## [Exercise materials]
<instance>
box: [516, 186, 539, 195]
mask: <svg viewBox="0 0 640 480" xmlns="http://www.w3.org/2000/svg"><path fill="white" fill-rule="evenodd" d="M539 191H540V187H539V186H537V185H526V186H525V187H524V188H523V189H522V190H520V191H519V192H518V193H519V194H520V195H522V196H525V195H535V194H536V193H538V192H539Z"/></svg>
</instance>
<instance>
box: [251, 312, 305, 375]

* * *

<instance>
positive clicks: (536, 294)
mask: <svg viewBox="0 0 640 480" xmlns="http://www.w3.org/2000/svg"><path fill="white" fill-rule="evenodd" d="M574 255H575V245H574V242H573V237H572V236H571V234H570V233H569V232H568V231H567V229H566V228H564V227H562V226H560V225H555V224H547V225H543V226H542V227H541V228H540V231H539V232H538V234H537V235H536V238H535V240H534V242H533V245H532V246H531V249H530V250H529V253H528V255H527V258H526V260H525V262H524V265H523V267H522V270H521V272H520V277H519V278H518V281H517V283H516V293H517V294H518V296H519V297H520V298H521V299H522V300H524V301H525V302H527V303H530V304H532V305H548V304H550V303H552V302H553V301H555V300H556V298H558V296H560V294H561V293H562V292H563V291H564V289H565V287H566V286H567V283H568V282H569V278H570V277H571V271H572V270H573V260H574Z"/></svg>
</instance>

## [Task to complete]
Among the records above, extract exactly the lines from the line with "box: [516, 186, 539, 195]" to the line with "box: [251, 312, 305, 375]", both lines included, and leave out the rest.

## [Exercise solution]
box: [516, 186, 539, 195]
mask: <svg viewBox="0 0 640 480" xmlns="http://www.w3.org/2000/svg"><path fill="white" fill-rule="evenodd" d="M539 191H540V187H539V186H537V185H526V186H525V187H524V188H523V189H522V190H520V191H519V192H518V193H519V194H520V195H522V196H525V195H535V194H536V193H538V192H539Z"/></svg>
</instance>
<instance>
box: [251, 312, 305, 375]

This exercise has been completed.